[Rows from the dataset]
=====
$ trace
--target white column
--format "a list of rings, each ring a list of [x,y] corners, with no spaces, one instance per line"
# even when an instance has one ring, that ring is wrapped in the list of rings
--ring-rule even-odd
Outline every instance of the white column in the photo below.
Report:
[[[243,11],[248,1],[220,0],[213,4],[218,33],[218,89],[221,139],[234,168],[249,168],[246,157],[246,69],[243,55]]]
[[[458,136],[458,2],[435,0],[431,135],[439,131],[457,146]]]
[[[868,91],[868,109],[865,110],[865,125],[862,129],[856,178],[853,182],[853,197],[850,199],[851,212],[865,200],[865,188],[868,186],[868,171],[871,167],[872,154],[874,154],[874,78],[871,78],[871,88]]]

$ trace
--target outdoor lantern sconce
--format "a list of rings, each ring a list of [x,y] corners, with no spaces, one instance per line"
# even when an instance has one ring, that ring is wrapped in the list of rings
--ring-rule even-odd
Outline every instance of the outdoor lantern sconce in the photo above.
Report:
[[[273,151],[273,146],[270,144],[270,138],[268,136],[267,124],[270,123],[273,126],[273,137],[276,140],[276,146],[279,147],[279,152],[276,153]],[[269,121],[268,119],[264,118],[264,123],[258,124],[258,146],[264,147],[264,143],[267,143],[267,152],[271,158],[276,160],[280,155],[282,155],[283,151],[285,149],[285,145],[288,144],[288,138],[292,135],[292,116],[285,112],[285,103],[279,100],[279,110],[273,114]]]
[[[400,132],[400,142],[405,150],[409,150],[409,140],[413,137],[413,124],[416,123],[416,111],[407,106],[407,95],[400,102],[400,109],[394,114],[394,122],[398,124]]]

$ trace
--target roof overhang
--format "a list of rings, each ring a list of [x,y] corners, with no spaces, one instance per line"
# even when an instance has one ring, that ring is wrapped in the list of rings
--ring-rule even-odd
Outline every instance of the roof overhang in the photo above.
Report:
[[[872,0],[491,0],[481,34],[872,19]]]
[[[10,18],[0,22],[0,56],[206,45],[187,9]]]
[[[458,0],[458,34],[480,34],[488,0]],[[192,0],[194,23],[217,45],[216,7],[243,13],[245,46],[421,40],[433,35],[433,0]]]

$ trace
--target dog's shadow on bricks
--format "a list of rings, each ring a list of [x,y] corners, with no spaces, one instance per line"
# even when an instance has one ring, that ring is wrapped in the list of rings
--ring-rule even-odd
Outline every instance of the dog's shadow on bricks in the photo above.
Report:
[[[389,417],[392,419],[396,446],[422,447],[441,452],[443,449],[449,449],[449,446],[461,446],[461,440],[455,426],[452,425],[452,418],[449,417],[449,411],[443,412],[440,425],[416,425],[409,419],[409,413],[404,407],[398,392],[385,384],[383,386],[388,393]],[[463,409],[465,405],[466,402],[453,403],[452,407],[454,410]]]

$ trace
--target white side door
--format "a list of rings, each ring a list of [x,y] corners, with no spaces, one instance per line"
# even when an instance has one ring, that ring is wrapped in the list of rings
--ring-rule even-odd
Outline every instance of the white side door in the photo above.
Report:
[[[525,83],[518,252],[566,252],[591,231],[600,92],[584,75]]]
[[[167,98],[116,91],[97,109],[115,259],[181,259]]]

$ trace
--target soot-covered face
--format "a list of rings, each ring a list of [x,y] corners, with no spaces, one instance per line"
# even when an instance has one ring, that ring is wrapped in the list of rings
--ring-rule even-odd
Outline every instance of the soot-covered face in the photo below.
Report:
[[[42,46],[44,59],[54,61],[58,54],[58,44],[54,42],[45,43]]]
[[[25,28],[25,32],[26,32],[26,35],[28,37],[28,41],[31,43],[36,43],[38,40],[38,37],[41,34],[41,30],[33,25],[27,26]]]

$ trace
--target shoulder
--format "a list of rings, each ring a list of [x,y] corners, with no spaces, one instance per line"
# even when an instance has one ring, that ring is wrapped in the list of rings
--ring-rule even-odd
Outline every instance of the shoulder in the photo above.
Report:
=====
Reproduce the entries word for word, from their first line through the line that contains "[[[458,136],[458,2],[435,0],[431,135],[439,131],[457,146]]]", including both of those lines.

$ trace
--target white column
--format "a list of rings, each ring a list of [x,y] corners, with no spaces, one instance per line"
# even when an instance has one ring, that ring is wrapped in the list of rings
--ring-rule even-odd
Outline every instance of the white column in the photo below.
Report:
[[[243,11],[248,1],[220,0],[213,4],[218,33],[218,89],[221,139],[234,168],[249,168],[246,157],[246,69],[243,55]]]
[[[458,136],[458,2],[435,0],[431,135],[439,131],[457,146]]]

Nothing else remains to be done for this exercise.